ACTIVITY LIST:
- 1) Answer these questions from the breast cancer awareness piece:
(a) How old is the writer's sister?
(b) In what month did her routine mammogram come back abnormal?
(c) Which two conditions did the doctor detect through the mammogram?
- 2) Write a continuation of the breast cancer awareness piece, starting after its final sentence.

***** SELECTED PASSAGE

The month of October is National Breast Cancer Awareness Month. It really hits home with me this year because over the summer my sister, who is 43 years old, had a double mastectomy. It happened so fast: one minute she was fine, the next minute she's having surgery to remove both breasts. I still can't believe she had to go through it.
|Kori Hendricks Ralston|
Mrs. Florida 2004
We don't have a history of breast cancer in our family and she didn't have any signs or symptoms of breast cancer, but in February a routine mammogram came back abnormal. I would never have imagined my sister who- is a former Mrs. Florida, thin, eats healthy and works out- could develop this.
Through the mammogram the doctor detected atypical ductal hyperplasia (ADH) and atypical lobular hyperplasia (ALH) which are basically abnormal cells in the breast tissue. She was told it wasn't cancer yet, but could eventually become cancer one day. She was at a much higher risk for developing cancer within a few years because she had these cells.
Once the abnormal cells were detected on the mammogram, the doctor had her have an ultrasound which also came back abnormal . She than had a needle biopsy and surgical biopsy to remove larger portion. Each time the cells were spreading.

**********
***** GIVEN ENTRIES

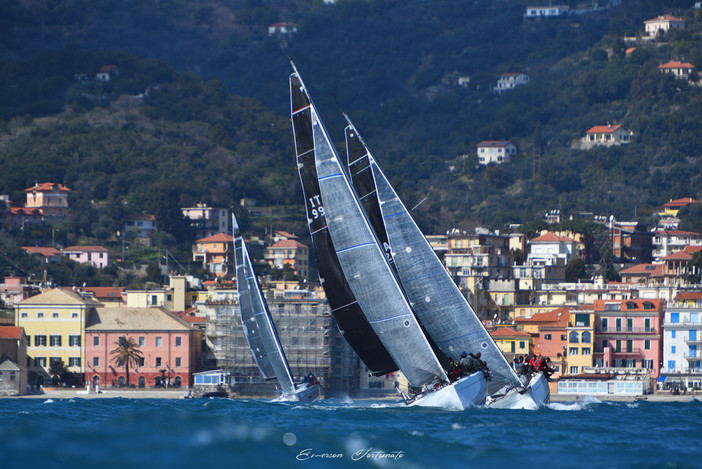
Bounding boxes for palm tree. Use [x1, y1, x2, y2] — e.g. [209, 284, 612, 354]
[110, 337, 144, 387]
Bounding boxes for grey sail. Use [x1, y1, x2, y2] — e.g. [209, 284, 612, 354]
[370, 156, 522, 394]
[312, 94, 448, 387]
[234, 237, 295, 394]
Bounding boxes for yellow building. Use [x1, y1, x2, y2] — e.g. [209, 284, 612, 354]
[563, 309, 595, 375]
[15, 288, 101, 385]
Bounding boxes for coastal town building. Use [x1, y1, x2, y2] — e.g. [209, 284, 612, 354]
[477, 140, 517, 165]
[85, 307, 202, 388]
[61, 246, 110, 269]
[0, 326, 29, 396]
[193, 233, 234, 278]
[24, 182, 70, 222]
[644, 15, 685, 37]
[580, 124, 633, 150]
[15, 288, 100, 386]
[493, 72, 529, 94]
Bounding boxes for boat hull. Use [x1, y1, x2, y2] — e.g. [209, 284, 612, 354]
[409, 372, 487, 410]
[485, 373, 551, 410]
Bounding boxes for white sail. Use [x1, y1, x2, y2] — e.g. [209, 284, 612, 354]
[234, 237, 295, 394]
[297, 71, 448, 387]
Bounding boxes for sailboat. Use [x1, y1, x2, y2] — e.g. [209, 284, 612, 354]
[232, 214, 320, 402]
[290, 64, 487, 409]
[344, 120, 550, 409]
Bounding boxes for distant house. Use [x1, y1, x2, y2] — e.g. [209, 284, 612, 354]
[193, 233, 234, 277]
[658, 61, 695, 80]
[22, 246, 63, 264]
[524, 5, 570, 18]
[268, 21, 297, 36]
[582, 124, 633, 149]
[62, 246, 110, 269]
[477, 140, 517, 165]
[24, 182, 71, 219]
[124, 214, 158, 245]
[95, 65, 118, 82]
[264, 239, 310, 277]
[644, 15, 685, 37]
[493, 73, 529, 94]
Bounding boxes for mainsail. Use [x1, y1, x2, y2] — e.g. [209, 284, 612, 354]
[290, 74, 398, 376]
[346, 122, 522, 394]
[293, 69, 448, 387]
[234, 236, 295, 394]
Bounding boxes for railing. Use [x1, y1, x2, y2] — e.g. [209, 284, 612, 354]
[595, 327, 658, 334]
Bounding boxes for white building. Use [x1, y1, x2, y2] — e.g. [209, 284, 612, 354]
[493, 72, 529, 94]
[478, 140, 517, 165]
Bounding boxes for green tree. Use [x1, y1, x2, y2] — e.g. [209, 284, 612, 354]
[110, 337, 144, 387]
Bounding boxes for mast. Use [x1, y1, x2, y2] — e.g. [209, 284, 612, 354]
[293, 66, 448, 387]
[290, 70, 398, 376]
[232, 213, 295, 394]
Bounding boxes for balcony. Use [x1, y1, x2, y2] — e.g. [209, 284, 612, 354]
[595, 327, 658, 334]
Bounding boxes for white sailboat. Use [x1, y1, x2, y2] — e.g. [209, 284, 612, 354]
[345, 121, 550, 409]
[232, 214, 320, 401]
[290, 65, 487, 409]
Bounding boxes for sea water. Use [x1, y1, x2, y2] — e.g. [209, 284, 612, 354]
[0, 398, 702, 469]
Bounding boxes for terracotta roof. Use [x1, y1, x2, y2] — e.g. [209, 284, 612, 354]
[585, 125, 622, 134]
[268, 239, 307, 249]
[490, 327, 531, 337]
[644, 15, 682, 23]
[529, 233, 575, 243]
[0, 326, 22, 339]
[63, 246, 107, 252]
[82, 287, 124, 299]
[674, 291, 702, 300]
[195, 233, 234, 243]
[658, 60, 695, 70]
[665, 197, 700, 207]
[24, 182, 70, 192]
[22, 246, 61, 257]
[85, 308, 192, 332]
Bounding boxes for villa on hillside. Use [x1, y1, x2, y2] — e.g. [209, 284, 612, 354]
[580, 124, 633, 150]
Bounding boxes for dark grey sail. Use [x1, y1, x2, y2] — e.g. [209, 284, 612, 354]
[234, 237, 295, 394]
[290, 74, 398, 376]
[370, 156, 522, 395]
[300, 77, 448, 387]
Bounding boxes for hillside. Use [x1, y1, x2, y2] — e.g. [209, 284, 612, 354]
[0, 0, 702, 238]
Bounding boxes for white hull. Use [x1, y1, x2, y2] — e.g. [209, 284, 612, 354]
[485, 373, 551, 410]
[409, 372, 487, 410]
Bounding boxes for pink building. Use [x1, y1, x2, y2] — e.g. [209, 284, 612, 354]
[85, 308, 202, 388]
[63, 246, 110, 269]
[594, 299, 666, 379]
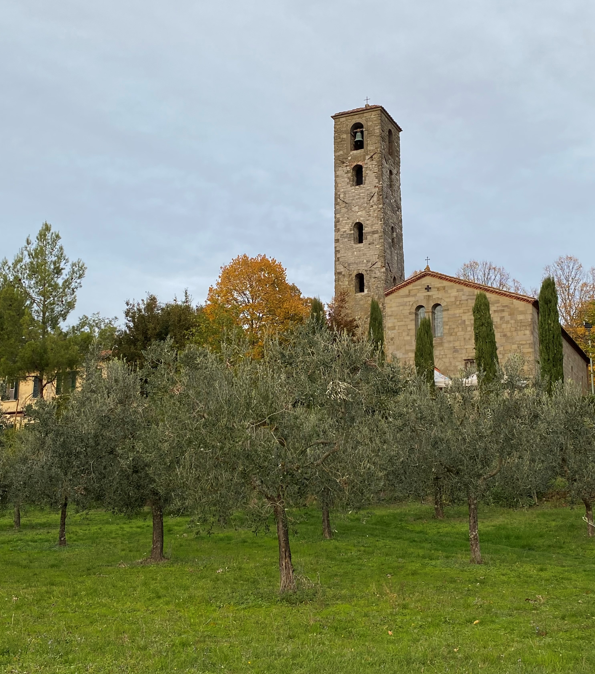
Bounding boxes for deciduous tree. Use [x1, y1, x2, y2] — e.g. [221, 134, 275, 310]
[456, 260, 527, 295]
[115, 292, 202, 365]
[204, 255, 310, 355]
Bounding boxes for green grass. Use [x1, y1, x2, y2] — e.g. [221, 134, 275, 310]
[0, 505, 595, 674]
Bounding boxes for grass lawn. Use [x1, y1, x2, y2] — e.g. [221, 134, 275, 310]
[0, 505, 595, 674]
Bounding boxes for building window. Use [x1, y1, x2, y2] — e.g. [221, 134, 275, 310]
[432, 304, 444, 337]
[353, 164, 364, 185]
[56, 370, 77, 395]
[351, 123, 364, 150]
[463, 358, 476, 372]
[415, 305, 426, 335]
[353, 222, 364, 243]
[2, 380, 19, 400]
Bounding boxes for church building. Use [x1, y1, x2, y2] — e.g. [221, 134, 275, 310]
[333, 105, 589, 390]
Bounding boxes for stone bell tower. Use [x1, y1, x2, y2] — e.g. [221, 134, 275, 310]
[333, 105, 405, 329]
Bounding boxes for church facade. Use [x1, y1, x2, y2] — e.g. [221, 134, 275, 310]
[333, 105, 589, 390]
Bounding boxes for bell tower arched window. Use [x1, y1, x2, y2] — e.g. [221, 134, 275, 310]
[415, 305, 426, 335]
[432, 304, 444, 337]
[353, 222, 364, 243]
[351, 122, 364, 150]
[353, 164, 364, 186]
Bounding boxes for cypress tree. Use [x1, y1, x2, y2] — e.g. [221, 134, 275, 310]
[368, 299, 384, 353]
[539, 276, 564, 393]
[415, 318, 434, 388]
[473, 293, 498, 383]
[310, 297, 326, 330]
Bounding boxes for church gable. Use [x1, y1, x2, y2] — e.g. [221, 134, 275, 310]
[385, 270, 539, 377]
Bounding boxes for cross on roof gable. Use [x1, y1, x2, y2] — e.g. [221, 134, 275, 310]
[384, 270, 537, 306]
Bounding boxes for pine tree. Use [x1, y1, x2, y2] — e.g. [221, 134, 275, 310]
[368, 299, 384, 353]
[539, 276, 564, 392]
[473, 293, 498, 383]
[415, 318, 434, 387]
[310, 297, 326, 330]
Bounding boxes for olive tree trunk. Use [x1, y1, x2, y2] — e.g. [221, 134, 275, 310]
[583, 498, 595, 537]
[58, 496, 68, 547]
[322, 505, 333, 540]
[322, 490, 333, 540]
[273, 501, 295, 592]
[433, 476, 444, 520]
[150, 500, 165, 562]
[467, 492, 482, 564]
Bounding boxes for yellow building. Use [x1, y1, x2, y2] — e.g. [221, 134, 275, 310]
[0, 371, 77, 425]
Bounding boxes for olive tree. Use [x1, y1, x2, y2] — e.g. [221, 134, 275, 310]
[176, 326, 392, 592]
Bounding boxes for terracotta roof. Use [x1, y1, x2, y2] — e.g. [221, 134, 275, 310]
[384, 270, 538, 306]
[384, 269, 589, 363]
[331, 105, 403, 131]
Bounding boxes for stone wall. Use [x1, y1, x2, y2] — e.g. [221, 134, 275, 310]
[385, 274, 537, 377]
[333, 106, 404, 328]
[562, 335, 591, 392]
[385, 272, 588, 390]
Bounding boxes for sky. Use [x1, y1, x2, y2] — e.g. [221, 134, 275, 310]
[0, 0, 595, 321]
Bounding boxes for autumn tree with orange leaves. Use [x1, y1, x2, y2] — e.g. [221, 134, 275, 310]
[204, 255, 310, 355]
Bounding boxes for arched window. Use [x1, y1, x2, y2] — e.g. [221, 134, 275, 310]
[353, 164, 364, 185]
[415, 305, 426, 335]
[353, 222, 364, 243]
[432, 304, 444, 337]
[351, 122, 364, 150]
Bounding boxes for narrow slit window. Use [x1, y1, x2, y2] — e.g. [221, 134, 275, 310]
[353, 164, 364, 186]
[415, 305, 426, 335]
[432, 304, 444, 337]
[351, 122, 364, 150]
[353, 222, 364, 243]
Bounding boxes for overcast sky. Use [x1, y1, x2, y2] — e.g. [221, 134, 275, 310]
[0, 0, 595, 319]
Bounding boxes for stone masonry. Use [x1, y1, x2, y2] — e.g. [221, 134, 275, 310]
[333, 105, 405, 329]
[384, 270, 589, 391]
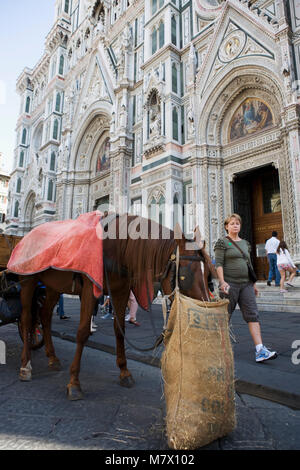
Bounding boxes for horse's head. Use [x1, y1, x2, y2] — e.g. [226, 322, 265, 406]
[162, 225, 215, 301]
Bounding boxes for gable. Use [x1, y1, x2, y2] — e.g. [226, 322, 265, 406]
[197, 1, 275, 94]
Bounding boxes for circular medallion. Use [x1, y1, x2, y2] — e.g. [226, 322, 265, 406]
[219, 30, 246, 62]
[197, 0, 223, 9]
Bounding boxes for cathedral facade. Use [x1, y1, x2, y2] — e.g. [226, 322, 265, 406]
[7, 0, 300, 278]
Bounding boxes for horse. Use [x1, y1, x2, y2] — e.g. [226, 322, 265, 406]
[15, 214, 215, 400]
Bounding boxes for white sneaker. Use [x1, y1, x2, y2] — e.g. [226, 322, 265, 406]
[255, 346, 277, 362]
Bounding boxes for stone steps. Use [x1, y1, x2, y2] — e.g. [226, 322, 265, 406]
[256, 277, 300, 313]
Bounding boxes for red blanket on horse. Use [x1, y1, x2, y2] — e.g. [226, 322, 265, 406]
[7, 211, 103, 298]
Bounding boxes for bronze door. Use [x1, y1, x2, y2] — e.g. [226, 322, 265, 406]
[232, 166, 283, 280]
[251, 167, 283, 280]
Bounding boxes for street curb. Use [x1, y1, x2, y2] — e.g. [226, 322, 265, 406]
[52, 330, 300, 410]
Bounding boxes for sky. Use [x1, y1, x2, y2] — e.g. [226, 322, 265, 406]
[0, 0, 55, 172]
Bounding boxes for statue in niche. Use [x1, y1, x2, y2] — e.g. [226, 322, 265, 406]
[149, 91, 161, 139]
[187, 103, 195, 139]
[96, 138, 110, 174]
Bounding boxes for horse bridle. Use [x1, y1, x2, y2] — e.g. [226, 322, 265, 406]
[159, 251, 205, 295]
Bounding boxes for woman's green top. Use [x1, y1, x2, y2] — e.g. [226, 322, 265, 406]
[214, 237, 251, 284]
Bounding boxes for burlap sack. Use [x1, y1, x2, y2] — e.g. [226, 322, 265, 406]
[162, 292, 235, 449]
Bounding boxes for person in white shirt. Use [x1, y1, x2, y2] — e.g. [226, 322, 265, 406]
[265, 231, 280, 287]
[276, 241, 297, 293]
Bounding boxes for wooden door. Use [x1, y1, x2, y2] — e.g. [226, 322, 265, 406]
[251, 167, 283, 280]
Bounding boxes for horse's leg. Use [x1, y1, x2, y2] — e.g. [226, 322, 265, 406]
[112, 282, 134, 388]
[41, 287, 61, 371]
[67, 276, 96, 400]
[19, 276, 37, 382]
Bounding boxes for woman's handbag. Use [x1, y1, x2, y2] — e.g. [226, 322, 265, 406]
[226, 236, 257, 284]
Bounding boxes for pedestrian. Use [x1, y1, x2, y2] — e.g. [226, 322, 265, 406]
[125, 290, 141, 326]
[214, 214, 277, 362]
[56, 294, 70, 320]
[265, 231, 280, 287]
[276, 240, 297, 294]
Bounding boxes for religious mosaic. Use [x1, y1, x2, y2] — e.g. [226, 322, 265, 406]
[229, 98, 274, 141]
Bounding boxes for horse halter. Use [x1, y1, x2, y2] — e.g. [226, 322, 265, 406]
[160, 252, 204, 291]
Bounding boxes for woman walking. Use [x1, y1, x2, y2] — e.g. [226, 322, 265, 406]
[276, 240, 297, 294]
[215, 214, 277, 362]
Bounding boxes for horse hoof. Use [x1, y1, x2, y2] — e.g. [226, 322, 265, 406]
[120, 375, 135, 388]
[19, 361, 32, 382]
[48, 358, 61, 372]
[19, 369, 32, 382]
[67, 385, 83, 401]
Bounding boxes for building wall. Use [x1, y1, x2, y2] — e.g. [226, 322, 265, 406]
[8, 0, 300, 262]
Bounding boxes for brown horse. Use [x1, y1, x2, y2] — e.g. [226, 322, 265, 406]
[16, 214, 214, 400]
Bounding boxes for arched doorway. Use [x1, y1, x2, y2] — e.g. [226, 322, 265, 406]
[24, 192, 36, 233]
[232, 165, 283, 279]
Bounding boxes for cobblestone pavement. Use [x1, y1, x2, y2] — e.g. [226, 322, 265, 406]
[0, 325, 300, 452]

**********

ANSWER LIST:
- 1)
(a) 43
(b) February
(c) Atypical ductal hyperplasia (ADH) and atypical lobular hyperplasia (ALH)

- 2)
She had to make a choice of what to do. She had a few options according to the doctors. She could do nothing, but monitor it every six months with a mammogram and biopsies. She felt by doing this she would always have in the back of her mind, What if it turns into cancer?" She would agonize over whether it would come back cancerous. If it did she would end up having surgery plus going through chemotherapy and radiation. It could also spread.
The other option was she could take medications, but the medications could only help reduce some types of breast cancer. The doctors didn't know if the medication would work on her type of cells. What if it didn't work?
Or, she could have a double mastectomy and get it over with and not worry anymore.
What a very difficult choice to make as a woman. Our breasts are a part of our body, but my sister will tell you life is more important that breasts. As a wife and mom of two young children, her quality of life was also more important.
She decided to have both breasts removed and have reconstruction surgery. Years ago reconstruction surgery wasn't an option, but reconstruction has come a long way. I am so thankful my sister is doing well. She has had some complications along the way, but overall she's glad she had it done. The worry of breast cancer is behind her.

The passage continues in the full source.